In the records below, some lines contain the word "kindly". Copy each of them.

Excerpts from a dataset
____________

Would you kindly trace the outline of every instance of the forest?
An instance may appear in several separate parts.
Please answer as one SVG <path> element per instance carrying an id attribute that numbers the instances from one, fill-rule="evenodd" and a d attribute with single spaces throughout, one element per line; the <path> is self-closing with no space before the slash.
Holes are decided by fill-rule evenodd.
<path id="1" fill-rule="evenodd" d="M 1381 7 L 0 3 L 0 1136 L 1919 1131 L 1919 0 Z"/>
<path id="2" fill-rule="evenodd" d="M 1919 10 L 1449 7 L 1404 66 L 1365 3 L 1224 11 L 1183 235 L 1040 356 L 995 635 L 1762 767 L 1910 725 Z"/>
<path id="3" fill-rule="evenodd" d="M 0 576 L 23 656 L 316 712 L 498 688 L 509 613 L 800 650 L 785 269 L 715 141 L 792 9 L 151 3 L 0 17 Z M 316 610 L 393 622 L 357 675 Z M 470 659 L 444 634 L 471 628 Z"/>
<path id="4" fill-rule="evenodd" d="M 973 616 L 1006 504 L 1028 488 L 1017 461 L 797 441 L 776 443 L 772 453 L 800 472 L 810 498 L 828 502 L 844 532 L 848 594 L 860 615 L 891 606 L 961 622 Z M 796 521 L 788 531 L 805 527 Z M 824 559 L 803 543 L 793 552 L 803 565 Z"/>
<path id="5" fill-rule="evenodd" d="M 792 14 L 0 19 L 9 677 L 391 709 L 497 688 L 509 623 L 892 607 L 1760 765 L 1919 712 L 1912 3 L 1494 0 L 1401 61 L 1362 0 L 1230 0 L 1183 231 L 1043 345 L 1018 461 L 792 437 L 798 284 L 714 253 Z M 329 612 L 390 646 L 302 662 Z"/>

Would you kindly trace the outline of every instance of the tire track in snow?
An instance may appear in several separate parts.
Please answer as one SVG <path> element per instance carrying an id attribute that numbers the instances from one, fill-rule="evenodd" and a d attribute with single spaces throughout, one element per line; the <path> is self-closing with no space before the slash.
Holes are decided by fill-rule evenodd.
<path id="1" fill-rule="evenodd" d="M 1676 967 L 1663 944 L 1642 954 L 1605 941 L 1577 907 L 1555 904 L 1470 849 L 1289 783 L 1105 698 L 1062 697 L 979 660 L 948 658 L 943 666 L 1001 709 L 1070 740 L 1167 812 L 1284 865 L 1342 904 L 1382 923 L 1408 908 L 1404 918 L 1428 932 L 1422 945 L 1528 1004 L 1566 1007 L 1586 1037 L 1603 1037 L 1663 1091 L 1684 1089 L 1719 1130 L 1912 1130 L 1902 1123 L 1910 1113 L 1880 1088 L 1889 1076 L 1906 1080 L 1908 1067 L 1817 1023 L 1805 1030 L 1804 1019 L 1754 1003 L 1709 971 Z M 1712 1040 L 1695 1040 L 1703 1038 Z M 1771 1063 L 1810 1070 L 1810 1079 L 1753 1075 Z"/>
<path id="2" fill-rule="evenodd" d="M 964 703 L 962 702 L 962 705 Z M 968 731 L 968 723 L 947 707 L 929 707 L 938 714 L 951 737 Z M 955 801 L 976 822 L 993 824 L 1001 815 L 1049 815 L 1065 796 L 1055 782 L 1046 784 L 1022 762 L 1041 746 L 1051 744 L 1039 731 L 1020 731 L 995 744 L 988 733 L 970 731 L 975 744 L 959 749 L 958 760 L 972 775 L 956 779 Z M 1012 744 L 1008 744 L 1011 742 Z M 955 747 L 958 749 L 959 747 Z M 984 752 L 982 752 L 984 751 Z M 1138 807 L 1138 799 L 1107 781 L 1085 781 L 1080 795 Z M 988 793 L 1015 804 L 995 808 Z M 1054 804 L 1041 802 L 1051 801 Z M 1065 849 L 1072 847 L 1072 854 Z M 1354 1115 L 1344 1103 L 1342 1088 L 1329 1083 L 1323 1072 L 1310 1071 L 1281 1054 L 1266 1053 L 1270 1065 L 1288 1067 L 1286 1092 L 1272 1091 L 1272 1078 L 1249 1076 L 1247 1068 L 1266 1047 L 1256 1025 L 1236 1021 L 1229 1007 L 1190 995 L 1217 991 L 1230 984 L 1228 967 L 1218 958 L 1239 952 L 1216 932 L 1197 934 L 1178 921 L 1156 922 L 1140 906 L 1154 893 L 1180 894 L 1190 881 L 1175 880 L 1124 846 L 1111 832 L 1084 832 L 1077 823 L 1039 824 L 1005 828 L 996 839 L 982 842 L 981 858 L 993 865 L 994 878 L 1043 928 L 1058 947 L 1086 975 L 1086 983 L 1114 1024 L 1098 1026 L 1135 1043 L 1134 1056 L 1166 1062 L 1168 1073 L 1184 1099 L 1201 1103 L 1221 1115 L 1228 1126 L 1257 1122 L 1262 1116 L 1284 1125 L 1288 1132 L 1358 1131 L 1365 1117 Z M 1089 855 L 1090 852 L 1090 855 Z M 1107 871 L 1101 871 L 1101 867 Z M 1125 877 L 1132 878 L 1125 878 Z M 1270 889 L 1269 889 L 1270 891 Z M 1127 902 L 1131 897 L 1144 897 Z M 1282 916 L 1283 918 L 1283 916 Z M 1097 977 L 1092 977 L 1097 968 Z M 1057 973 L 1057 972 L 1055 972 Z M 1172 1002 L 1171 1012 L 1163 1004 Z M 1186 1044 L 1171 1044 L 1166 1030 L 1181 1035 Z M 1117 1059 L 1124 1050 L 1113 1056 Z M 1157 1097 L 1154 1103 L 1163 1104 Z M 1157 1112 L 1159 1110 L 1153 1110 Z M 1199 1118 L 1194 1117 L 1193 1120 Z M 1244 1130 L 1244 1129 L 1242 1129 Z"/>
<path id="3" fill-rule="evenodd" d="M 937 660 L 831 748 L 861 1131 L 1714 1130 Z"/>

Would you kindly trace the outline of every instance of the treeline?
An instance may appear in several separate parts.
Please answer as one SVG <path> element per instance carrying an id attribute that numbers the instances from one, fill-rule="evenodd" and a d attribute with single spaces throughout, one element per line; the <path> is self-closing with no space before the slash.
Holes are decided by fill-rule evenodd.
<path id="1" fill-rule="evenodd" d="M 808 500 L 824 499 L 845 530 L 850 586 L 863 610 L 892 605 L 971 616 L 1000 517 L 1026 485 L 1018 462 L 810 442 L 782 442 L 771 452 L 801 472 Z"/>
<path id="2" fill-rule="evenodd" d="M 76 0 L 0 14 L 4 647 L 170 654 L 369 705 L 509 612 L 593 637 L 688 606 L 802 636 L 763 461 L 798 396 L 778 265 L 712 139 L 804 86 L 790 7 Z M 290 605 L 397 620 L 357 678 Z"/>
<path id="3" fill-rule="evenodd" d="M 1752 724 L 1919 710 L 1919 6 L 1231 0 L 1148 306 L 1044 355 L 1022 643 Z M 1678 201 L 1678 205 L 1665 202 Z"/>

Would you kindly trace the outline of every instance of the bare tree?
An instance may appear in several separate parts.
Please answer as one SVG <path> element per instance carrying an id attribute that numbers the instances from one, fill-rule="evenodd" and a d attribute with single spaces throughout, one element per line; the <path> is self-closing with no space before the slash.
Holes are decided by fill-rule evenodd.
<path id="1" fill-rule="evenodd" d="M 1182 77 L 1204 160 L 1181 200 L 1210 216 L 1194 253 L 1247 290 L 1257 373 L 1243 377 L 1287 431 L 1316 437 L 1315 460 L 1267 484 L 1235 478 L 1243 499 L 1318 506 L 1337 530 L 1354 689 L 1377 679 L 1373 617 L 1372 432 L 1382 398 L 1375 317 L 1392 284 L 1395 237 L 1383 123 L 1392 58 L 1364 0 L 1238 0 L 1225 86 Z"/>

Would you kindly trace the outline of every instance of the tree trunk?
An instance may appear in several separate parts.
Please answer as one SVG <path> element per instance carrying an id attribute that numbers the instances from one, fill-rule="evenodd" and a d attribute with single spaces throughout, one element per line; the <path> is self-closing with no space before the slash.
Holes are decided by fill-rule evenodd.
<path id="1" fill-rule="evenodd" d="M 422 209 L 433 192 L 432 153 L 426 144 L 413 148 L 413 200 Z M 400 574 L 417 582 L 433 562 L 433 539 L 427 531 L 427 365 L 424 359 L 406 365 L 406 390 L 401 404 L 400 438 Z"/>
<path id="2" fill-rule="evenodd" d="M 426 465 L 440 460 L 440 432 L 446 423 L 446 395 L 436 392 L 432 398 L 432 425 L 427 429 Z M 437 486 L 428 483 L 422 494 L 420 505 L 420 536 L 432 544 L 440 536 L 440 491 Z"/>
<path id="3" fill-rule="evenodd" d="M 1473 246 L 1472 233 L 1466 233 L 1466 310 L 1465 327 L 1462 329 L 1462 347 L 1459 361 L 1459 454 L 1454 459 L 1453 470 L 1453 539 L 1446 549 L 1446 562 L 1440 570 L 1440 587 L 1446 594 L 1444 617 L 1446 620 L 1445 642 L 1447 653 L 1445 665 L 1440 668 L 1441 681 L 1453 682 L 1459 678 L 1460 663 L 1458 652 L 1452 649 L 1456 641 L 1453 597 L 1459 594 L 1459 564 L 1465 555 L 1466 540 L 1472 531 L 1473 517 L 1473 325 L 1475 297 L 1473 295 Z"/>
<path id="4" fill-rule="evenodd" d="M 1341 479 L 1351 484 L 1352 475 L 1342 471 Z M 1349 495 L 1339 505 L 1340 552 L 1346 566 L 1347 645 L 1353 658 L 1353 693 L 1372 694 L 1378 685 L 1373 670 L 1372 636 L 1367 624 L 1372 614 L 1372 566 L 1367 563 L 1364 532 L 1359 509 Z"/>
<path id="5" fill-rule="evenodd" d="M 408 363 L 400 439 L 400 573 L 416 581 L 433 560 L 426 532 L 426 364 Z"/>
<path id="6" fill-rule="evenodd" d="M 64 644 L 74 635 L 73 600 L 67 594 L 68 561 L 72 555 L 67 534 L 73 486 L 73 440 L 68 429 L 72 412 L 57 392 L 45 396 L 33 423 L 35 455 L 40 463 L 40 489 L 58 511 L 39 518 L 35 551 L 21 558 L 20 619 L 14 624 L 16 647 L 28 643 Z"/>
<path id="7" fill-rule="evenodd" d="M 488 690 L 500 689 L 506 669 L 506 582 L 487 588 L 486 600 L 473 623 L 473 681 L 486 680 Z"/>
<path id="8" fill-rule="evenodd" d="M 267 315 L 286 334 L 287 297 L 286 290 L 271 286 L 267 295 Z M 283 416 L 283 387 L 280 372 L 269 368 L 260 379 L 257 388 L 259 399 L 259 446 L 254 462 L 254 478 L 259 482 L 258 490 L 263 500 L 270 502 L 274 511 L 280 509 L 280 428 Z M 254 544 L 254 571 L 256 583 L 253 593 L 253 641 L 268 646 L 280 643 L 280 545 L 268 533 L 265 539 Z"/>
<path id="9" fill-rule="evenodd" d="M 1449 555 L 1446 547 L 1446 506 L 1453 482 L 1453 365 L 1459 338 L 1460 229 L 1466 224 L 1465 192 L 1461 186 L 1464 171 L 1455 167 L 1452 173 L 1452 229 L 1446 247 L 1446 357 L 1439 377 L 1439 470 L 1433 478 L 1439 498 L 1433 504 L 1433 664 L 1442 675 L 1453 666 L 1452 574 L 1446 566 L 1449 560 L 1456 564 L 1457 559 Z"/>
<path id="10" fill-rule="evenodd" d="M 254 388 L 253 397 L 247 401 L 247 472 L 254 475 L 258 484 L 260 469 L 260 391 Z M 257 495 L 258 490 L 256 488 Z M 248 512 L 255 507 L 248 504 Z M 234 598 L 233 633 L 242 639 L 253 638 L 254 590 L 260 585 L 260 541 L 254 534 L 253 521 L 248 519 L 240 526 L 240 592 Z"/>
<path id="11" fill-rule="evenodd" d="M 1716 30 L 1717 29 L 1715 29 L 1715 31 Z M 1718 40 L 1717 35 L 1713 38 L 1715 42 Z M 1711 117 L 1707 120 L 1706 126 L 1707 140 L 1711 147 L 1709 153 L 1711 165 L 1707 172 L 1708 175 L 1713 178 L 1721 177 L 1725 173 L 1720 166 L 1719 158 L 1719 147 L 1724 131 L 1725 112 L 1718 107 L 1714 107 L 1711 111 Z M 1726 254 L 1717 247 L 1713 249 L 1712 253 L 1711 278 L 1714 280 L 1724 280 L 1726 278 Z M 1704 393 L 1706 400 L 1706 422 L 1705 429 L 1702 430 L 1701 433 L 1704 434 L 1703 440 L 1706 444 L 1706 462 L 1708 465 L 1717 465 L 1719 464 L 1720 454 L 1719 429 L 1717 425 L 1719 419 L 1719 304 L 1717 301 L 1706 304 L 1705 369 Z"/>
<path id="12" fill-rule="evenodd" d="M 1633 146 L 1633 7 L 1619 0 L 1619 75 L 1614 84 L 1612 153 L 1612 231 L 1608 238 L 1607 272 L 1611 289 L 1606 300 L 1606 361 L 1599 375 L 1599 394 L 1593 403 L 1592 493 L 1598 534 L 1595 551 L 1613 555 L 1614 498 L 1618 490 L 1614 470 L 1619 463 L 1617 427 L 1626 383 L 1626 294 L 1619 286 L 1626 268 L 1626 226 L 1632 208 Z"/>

____________

= Output for this task =
Would you kindly trace the outline of every instance of the forest?
Would you kindly trace the outline of every instance of the tire track in snow?
Would you kindly trace the outline of every instance of the treeline?
Would you kindly trace the outline of every instance of the bare tree?
Would you kindly trace the outline of every instance of the tree trunk?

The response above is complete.